* [Material to process]:
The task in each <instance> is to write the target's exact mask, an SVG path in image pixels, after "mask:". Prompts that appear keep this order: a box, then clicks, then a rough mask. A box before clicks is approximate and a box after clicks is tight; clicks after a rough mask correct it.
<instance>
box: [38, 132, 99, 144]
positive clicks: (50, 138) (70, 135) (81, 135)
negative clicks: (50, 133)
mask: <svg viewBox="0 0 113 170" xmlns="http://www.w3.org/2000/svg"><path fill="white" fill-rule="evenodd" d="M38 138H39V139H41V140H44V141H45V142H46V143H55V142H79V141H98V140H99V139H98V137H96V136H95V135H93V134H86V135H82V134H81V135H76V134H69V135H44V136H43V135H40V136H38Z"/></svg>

* [Your instructions]: Starting at the beginning of the entries and ending at the line that contains "negative clicks: (50, 133)", write those lines out again with "rough mask" swapped for "coarse mask" and everything else left as it is.

* [Written response]:
The task in each <instance> is to write the target's exact mask, an SVG path in image pixels, after "mask:". Prompts that appear keep this order: a box, then clicks, then a coarse mask. A box before clicks is approximate and a box after clicks is tight; clicks after a coarse mask correct it.
<instance>
box: [38, 132, 99, 144]
positive clicks: (50, 138) (70, 135) (81, 135)
negative clicks: (50, 133)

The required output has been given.